Problem to work on: Rewrite everything from the start of the entries down to the line containing "positive clicks: (1339, 418)", swapping "rough mask" for "coarse mask" and keeping all else the same. Leave the pictures out.
== Segment start ==
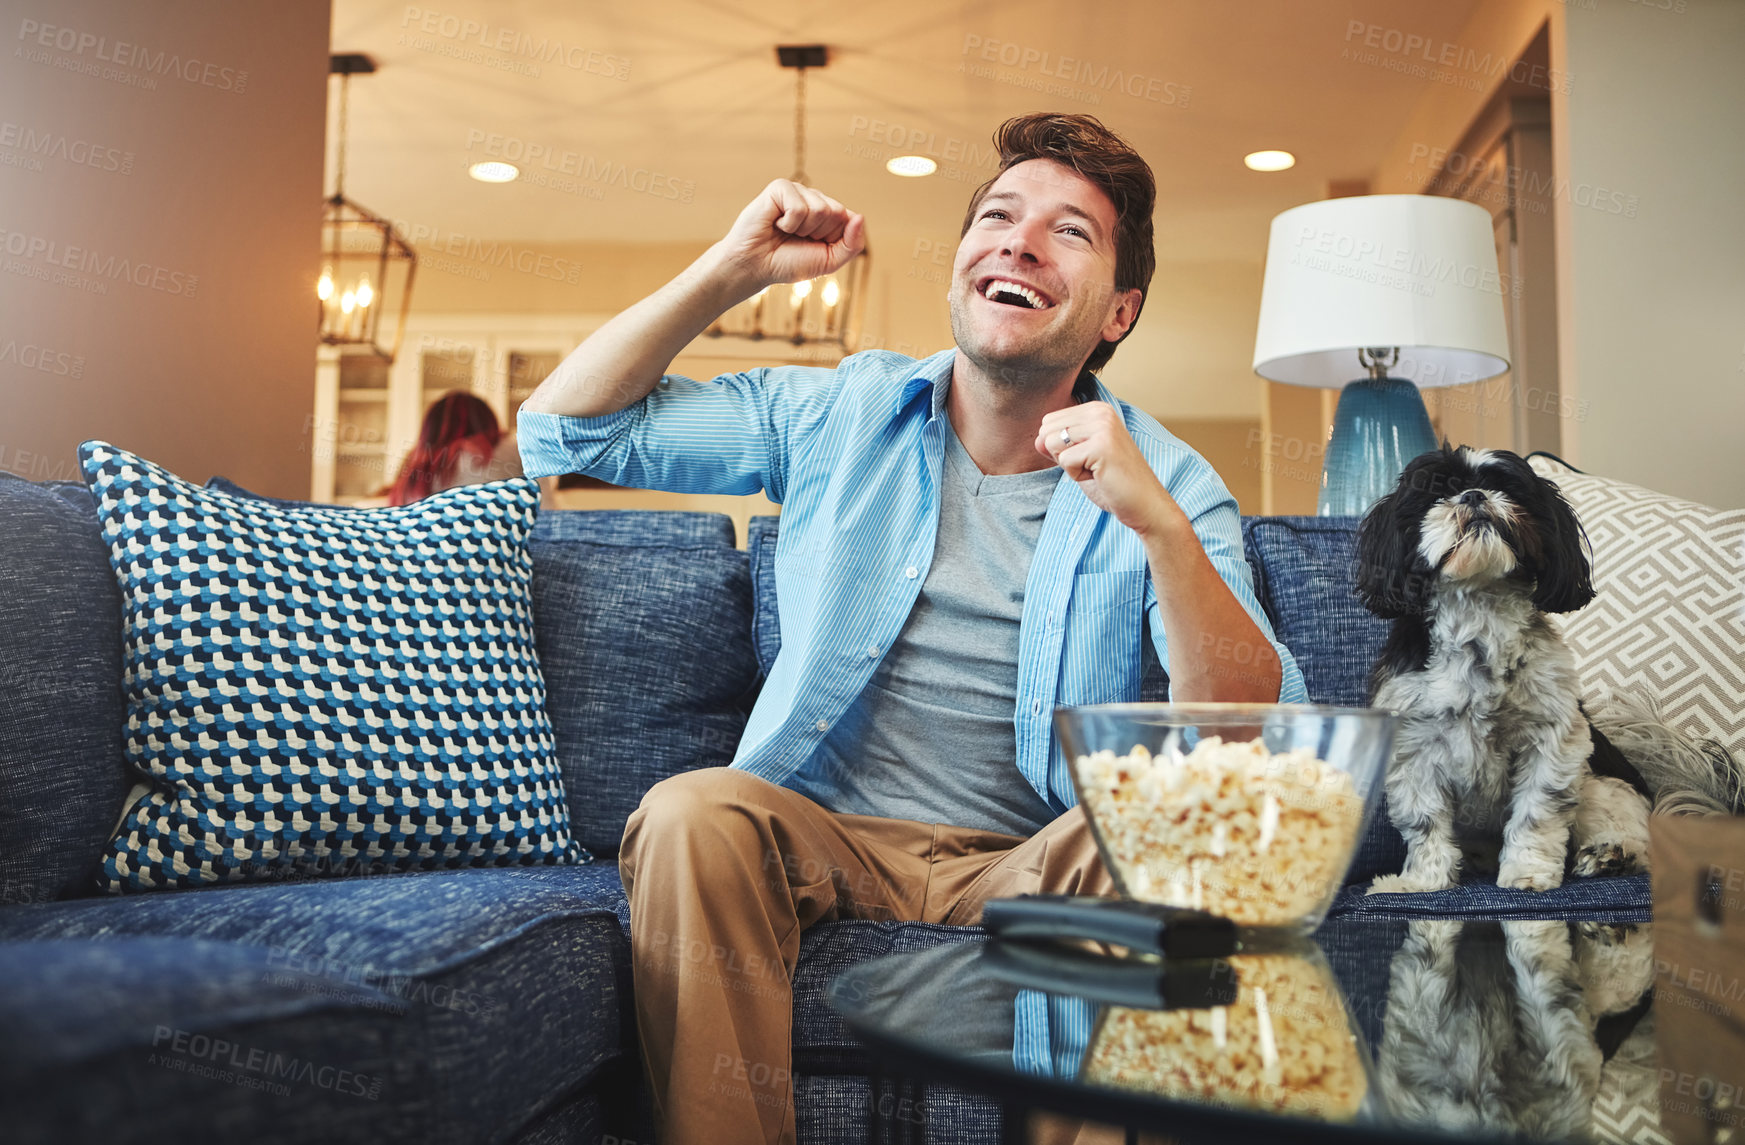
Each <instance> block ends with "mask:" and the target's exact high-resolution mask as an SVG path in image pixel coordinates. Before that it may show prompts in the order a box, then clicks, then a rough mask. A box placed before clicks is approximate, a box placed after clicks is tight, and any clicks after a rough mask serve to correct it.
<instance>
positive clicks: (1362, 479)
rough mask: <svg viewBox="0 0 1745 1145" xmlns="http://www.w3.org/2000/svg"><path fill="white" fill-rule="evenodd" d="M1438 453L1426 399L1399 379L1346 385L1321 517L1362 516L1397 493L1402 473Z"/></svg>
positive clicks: (1339, 418)
mask: <svg viewBox="0 0 1745 1145" xmlns="http://www.w3.org/2000/svg"><path fill="white" fill-rule="evenodd" d="M1433 449H1436V433H1434V431H1433V429H1431V426H1429V414H1427V412H1426V410H1424V394H1420V393H1419V387H1417V386H1413V384H1412V382H1408V381H1403V379H1398V377H1382V379H1363V381H1359V382H1351V384H1349V386H1345V389H1344V393H1340V394H1338V412H1337V414H1335V415H1333V440H1331V442H1328V443H1326V461H1324V463H1323V466H1321V496H1319V497H1317V499H1316V513H1317V515H1321V517H1363V515H1365V513H1368V511H1370V506H1372V504H1375V503H1377V501H1380V499H1382V497H1386V496H1387V494H1391V492H1393V490H1394V485H1396V483H1398V482H1399V471H1401V470H1405V468H1406V463H1408V461H1412V459H1413V457H1417V456H1419V454H1422V452H1427V450H1433Z"/></svg>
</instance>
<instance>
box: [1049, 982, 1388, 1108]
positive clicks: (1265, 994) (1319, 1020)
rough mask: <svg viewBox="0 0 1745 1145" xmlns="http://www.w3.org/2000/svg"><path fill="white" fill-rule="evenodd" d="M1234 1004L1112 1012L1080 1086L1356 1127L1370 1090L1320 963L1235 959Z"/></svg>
mask: <svg viewBox="0 0 1745 1145" xmlns="http://www.w3.org/2000/svg"><path fill="white" fill-rule="evenodd" d="M1228 967H1230V972H1232V974H1235V979H1237V995H1235V1004H1234V1005H1215V1007H1208V1009H1181V1011H1145V1009H1129V1007H1122V1005H1112V1007H1108V1011H1106V1012H1105V1016H1103V1021H1101V1025H1098V1030H1096V1033H1094V1035H1092V1039H1091V1046H1089V1047H1087V1049H1085V1058H1084V1066H1082V1068H1080V1080H1084V1082H1091V1084H1101V1086H1113V1087H1119V1089H1139V1091H1145V1093H1155V1094H1159V1096H1164V1098H1194V1100H1201V1101H1215V1103H1220V1105H1234V1107H1244V1108H1262V1110H1269V1112H1276V1114H1298V1115H1310V1117H1324V1119H1351V1117H1352V1115H1356V1112H1358V1108H1359V1107H1361V1105H1363V1100H1365V1096H1366V1094H1368V1091H1370V1082H1368V1073H1366V1072H1365V1066H1363V1058H1361V1054H1359V1051H1358V1039H1356V1035H1354V1033H1352V1030H1351V1023H1349V1019H1347V1018H1345V1007H1344V1002H1342V1000H1340V993H1338V986H1337V984H1335V983H1333V979H1331V976H1330V974H1328V970H1326V965H1324V963H1317V962H1312V960H1309V958H1302V956H1293V955H1232V956H1230V958H1228Z"/></svg>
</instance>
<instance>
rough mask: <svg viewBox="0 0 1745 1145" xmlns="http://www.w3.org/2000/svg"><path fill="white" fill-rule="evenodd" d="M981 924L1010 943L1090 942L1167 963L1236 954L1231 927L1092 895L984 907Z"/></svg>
mask: <svg viewBox="0 0 1745 1145" xmlns="http://www.w3.org/2000/svg"><path fill="white" fill-rule="evenodd" d="M981 925H982V927H984V929H986V930H988V932H989V934H996V936H1000V937H1012V939H1091V941H1098V943H1113V944H1117V946H1126V948H1129V950H1143V951H1148V953H1153V955H1162V956H1166V958H1223V956H1227V955H1232V953H1235V948H1237V934H1235V923H1234V922H1230V920H1228V918H1220V916H1216V915H1208V913H1206V911H1192V909H1187V908H1183V906H1162V904H1159V902H1136V901H1133V899H1099V897H1094V895H1017V897H1016V899H989V901H988V902H986V904H982V918H981Z"/></svg>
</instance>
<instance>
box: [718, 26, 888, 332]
mask: <svg viewBox="0 0 1745 1145" xmlns="http://www.w3.org/2000/svg"><path fill="white" fill-rule="evenodd" d="M775 56H777V63H778V65H780V66H784V68H794V175H792V176H790V178H792V180H794V182H796V183H801V185H806V187H810V182H808V180H806V70H808V68H822V66H824V65H827V63H829V52H827V51H825V47H824V44H799V45H778V47H777V49H775ZM869 267H871V251H867V250H862V251H860V253H859V255H855V257H853V258H850V260H848V265H845V267H841V269H839V271H836V272H834V274H825V276H820V278H817V279H803V281H799V283H789V285H777V286H766V288H764V290H759V291H757V293H756V295H752V297H750V298H747V300H745V302H740V304H738V305H735V307H733V309H731V311H728V312H726V314H722V316H721V318H719V319H715V321H714V323H712V325H710V326H708V330H705V333H707V335H710V337H717V339H719V337H724V335H726V337H742V339H752V340H763V339H782V340H787V342H792V344H794V346H817V347H822V349H827V351H836V354H838V356H841V354H843V353H853V351H855V349H859V346H857V342H859V340H860V319H862V309H864V307H866V285H867V274H869Z"/></svg>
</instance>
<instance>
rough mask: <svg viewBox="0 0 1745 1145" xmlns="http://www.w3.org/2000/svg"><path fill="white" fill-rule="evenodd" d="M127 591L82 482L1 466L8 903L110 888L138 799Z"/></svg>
mask: <svg viewBox="0 0 1745 1145" xmlns="http://www.w3.org/2000/svg"><path fill="white" fill-rule="evenodd" d="M124 723H126V707H124V703H122V695H120V590H119V588H117V586H115V574H113V573H112V571H110V564H108V552H106V550H105V546H103V538H101V536H99V534H98V515H96V503H94V501H92V497H91V490H87V489H86V487H84V483H79V482H52V483H44V485H35V483H31V482H26V480H21V478H17V477H12V475H9V473H0V902H44V901H51V899H59V897H66V895H75V894H89V892H91V890H94V888H96V874H98V864H99V862H101V859H103V848H105V843H108V838H110V831H112V829H113V827H115V817H117V815H120V808H122V801H124V799H126V798H127V785H129V778H127V768H126V761H124V756H126V749H124V744H122V726H124Z"/></svg>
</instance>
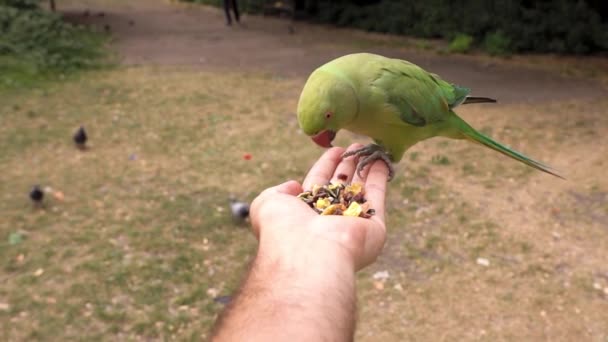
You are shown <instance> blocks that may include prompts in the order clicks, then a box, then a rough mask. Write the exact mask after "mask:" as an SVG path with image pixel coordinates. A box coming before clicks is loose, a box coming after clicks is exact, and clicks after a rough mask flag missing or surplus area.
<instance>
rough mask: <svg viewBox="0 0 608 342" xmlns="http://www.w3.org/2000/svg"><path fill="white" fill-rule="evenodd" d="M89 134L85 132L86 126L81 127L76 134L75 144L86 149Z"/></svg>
mask: <svg viewBox="0 0 608 342" xmlns="http://www.w3.org/2000/svg"><path fill="white" fill-rule="evenodd" d="M87 139H88V138H87V132H86V131H85V130H84V126H80V128H79V129H78V130H77V131H76V133H75V134H74V143H75V144H76V146H78V148H81V149H83V148H85V144H86V143H87Z"/></svg>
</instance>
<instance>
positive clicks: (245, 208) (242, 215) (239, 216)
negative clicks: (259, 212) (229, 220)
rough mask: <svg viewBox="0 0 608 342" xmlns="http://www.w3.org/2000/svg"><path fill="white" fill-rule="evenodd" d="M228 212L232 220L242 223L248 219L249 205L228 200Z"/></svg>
mask: <svg viewBox="0 0 608 342" xmlns="http://www.w3.org/2000/svg"><path fill="white" fill-rule="evenodd" d="M230 212H231V213H232V218H233V219H235V220H238V221H244V220H245V219H247V217H249V204H248V203H245V202H241V201H238V200H236V199H234V198H231V199H230Z"/></svg>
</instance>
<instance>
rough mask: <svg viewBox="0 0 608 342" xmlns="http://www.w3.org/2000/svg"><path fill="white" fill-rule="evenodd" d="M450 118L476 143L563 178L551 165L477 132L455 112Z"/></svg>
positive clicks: (532, 166)
mask: <svg viewBox="0 0 608 342" xmlns="http://www.w3.org/2000/svg"><path fill="white" fill-rule="evenodd" d="M451 118H452V121H456V125H457V127H458V128H459V130H460V132H461V133H462V135H463V136H464V138H466V139H468V140H470V141H473V142H476V143H478V144H481V145H484V146H486V147H489V148H491V149H493V150H494V151H497V152H500V153H502V154H504V155H506V156H509V157H511V158H513V159H515V160H518V161H520V162H522V163H524V164H526V165H528V166H531V167H533V168H535V169H537V170H540V171H543V172H546V173H548V174H551V175H553V176H556V177H559V178H561V179H565V178H564V177H562V176H561V175H560V174H558V173H557V171H555V170H554V169H553V168H552V167H550V166H548V165H545V164H543V163H541V162H539V161H536V160H534V159H532V158H529V157H526V156H525V155H523V154H522V153H520V152H517V151H515V150H512V149H510V148H508V147H506V146H504V145H502V144H500V143H498V142H496V141H494V140H492V138H490V137H488V136H485V135H483V134H481V133H479V132H477V131H476V130H475V129H474V128H473V127H471V126H470V125H469V124H467V123H466V122H465V121H464V120H462V119H461V118H460V117H458V116H457V115H456V114H454V115H452V116H451Z"/></svg>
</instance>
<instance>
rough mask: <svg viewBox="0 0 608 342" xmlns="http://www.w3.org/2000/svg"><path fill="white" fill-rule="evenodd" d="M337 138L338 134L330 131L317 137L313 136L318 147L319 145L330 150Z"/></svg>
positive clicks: (328, 131)
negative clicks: (327, 148)
mask: <svg viewBox="0 0 608 342" xmlns="http://www.w3.org/2000/svg"><path fill="white" fill-rule="evenodd" d="M335 137H336V132H334V131H330V130H325V131H321V133H318V134H317V135H315V136H313V137H312V141H314V142H315V143H316V144H317V145H319V146H321V147H324V148H330V147H331V142H332V141H333V140H334V138H335Z"/></svg>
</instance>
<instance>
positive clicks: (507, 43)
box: [483, 30, 511, 56]
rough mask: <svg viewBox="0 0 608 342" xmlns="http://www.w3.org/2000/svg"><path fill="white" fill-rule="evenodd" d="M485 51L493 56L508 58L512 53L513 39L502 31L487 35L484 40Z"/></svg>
mask: <svg viewBox="0 0 608 342" xmlns="http://www.w3.org/2000/svg"><path fill="white" fill-rule="evenodd" d="M483 49H484V50H485V51H486V52H488V53H489V54H490V55H493V56H506V55H509V54H510V53H511V39H509V37H507V36H506V35H505V34H504V33H502V31H500V30H499V31H496V32H491V33H487V34H486V37H485V38H484V40H483Z"/></svg>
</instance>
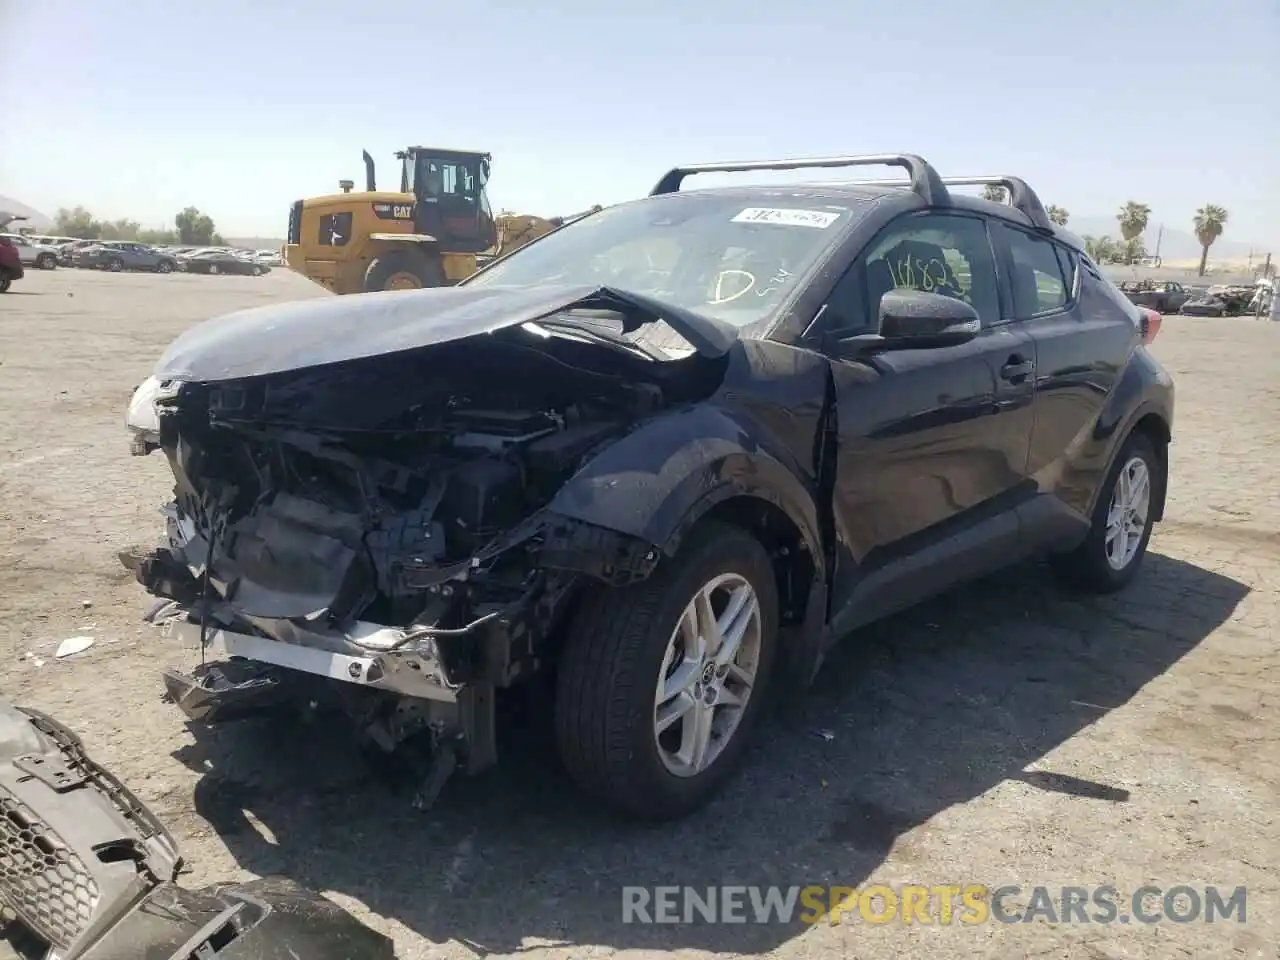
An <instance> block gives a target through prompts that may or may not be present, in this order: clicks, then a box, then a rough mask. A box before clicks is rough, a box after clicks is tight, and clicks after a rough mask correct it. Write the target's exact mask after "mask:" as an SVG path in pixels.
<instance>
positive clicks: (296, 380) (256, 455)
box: [122, 294, 723, 804]
mask: <svg viewBox="0 0 1280 960" xmlns="http://www.w3.org/2000/svg"><path fill="white" fill-rule="evenodd" d="M392 296H396V294H392ZM544 324H545V325H544V326H540V328H536V329H534V328H532V326H531V325H530V324H525V325H522V326H520V328H515V329H503V330H498V332H494V333H488V334H485V335H483V337H468V338H463V339H458V340H452V342H447V343H436V344H433V346H430V347H425V348H421V349H410V351H403V352H397V353H385V355H378V356H370V357H361V358H355V360H349V361H343V362H340V364H329V365H323V366H315V367H303V369H297V370H283V371H279V372H271V374H266V375H259V376H248V378H238V379H228V380H216V381H183V380H173V381H159V380H157V381H156V383H152V384H151V388H150V390H151V393H150V396H151V397H152V398H154V399H152V403H154V413H155V420H154V424H152V425H151V426H150V428H148V433H150V431H151V430H154V431H155V433H154V435H150V436H148V438H146V439H143V440H142V442H141V445H140V442H138V438H137V436H136V438H134V439H136V443H134V452H136V453H145V452H148V449H151V448H154V447H159V448H160V449H161V451H163V452H164V454H165V457H166V458H168V460H169V463H170V467H172V470H173V475H174V479H175V485H174V499H173V502H172V503H169V504H168V506H166V507H165V508H164V512H165V515H166V517H168V536H166V543H165V544H164V545H163V547H160V548H157V549H156V550H152V552H150V553H147V554H146V556H122V562H124V563H125V566H128V567H129V568H132V570H133V571H134V573H136V576H137V579H138V580H140V581H141V582H142V584H143V585H145V586H146V588H147V589H148V591H150V593H152V594H154V595H156V596H159V598H163V599H165V600H169V602H172V603H169V605H168V607H166V608H165V609H164V612H163V613H161V614H160V616H161V618H163V620H165V621H166V622H168V625H169V630H170V632H173V634H177V635H178V636H179V637H182V639H186V640H189V641H192V643H193V644H195V643H198V644H200V646H201V649H202V650H218V649H220V652H221V653H224V654H225V657H227V659H221V660H214V662H206V663H205V666H202V667H201V669H198V671H196V672H195V673H183V672H179V671H174V669H170V671H168V672H166V673H165V685H166V691H168V694H169V696H170V698H173V699H174V700H175V701H177V703H178V704H179V707H182V709H183V710H184V712H186V713H187V716H188V717H191V718H192V719H196V721H201V722H215V721H218V719H229V718H233V717H238V716H243V714H244V713H248V712H253V710H256V709H260V708H266V707H275V705H279V704H282V703H287V701H294V703H298V701H305V703H310V704H314V703H316V701H317V700H319V699H329V700H335V701H337V703H338V705H340V707H342V709H344V710H347V712H348V713H351V714H352V716H353V717H356V718H357V719H358V721H360V728H361V730H362V731H364V732H365V733H366V735H367V736H369V737H370V739H371V740H372V741H375V742H376V744H378V745H380V746H381V748H384V749H387V750H393V749H397V748H399V746H402V745H404V744H406V742H407V741H410V740H413V739H416V737H417V739H419V740H420V741H421V742H424V744H425V745H426V746H428V748H429V749H428V751H426V753H428V754H429V755H430V758H431V759H430V763H429V764H428V767H429V768H430V769H426V768H424V777H425V778H426V782H429V783H430V786H426V787H425V788H424V797H422V799H421V803H424V804H428V803H430V800H431V799H434V792H435V791H438V790H439V785H440V783H442V782H443V778H444V777H447V776H448V773H449V772H451V771H452V769H453V767H454V764H457V763H463V764H465V765H466V768H467V769H468V771H471V772H476V771H480V769H484V768H485V767H488V765H489V764H492V763H493V762H494V759H495V748H494V745H493V736H492V733H493V731H492V727H493V719H492V713H493V691H494V690H495V689H499V687H507V686H512V685H515V684H517V682H520V681H521V680H524V678H525V677H529V676H531V675H532V673H534V672H535V671H536V669H538V667H539V662H540V658H541V657H543V655H544V646H545V644H547V643H548V639H549V637H550V636H552V635H553V632H554V630H556V626H557V622H558V618H559V617H561V614H562V612H563V609H564V607H566V602H567V600H568V598H570V596H572V594H573V591H575V589H576V588H577V586H579V585H580V584H581V582H582V581H584V579H595V580H598V581H603V582H626V581H627V580H628V579H630V577H639V576H645V575H646V573H648V571H649V570H650V568H652V567H653V564H654V563H655V562H657V559H658V552H657V550H655V549H654V545H653V544H646V543H643V541H636V540H635V539H634V538H623V536H621V535H617V534H612V531H608V530H604V529H590V527H589V526H588V525H584V524H581V522H580V521H570V520H566V518H564V517H562V516H559V515H557V512H556V511H554V509H552V508H549V504H550V503H552V502H553V499H554V498H556V497H557V495H559V494H561V492H562V488H563V486H564V484H566V481H567V480H568V479H570V477H571V476H572V475H573V474H575V472H576V471H577V470H579V468H580V466H581V465H582V463H585V462H586V461H589V460H590V458H591V457H593V456H594V454H595V453H598V452H599V451H600V449H602V448H604V447H608V445H609V444H611V443H613V442H616V440H617V439H618V438H620V436H623V435H626V434H627V433H628V431H630V430H631V429H634V428H635V426H636V425H637V424H640V422H643V421H645V419H648V417H652V416H653V415H655V413H658V412H659V411H664V410H671V408H673V407H678V406H680V404H682V403H687V402H690V401H694V399H699V398H701V397H705V396H707V394H708V393H709V392H710V390H712V389H714V388H716V385H717V384H718V381H719V374H722V371H723V358H709V357H707V356H700V355H694V353H691V352H686V356H684V357H680V358H672V357H671V356H664V355H660V353H657V352H655V351H654V349H653V348H652V347H644V346H637V344H636V343H635V342H634V340H627V339H625V338H623V337H622V335H620V334H617V333H614V332H611V330H605V329H604V328H600V326H598V325H593V324H585V325H584V324H577V325H575V326H568V325H564V326H559V328H557V326H556V325H554V321H549V323H548V321H544ZM134 406H137V397H136V404H134ZM138 430H140V428H136V434H137V433H138ZM332 681H343V682H337V684H334V682H332ZM419 735H426V736H425V737H419ZM442 758H443V759H442Z"/></svg>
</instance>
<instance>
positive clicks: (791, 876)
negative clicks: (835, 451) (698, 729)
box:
== Segment end ==
Result for this exercise:
Each <instance> block ends with "mask:" and the target's exact high-resolution mask as an SVG path in image pixel coordinates. Before that it may show prompts in the order a box, then clicks, then a coarse mask. A box placed before clicks is approximate, a box placed after clicks is tight, and any clicks after a coarse mask serve to correct it.
<instance>
positive clicks: (1362, 479)
coarse mask: <svg viewBox="0 0 1745 1145" xmlns="http://www.w3.org/2000/svg"><path fill="white" fill-rule="evenodd" d="M1438 453L1426 399L1399 379L1346 385L1321 517L1362 516L1397 493L1402 473Z"/></svg>
positive clicks: (1339, 418)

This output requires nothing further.